* **Goal**
List each line of the data below that contains the string "query". Matching is case-sensitive.

* **Stored records**
▬▬▬▬▬▬▬▬▬▬
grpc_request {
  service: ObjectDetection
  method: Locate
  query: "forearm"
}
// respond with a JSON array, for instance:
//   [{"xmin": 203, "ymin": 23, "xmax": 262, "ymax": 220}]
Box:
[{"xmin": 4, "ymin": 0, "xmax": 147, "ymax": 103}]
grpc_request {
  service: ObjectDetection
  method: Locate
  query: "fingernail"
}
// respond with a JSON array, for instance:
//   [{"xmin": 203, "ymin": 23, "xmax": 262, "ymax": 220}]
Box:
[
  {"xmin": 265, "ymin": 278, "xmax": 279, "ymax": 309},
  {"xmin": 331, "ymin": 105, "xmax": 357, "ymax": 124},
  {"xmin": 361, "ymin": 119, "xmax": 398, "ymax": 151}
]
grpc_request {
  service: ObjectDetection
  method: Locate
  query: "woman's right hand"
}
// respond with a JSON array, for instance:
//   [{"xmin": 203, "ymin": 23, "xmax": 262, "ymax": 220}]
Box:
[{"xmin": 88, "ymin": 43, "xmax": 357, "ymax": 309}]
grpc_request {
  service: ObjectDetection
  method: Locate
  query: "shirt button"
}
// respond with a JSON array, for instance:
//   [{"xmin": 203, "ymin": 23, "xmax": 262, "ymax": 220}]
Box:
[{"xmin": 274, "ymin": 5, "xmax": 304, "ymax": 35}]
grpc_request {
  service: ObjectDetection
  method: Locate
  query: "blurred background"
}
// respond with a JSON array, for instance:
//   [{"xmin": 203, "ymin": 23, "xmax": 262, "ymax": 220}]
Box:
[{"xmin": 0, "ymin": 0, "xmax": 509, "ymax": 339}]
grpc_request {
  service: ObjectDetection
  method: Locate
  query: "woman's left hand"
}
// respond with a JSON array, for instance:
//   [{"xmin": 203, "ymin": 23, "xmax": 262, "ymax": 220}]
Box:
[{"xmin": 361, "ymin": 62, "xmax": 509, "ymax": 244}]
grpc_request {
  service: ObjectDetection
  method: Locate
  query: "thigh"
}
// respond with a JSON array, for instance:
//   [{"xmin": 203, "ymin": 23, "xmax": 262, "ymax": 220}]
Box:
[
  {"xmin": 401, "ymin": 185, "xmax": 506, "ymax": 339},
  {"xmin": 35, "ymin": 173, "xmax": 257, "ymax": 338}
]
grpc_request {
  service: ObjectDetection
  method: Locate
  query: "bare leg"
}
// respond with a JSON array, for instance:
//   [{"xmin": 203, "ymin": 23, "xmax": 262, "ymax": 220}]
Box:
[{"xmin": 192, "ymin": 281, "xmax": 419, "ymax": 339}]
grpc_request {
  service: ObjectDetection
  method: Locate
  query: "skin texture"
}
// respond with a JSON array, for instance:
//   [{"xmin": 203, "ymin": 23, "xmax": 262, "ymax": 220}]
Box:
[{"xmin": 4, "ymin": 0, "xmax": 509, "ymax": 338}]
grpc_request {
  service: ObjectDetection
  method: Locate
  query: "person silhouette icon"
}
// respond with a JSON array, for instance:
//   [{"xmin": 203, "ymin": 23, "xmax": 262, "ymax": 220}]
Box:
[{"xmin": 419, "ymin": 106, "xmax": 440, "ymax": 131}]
▬▬▬▬▬▬▬▬▬▬
* **Task response**
  query: "forearm"
  query: "fingernail"
  query: "woman's right hand"
  query: "shirt button"
  query: "blurred background"
  query: "woman's left hand"
  query: "thigh"
  query: "bare leg"
  query: "skin texture"
  query: "person silhouette icon"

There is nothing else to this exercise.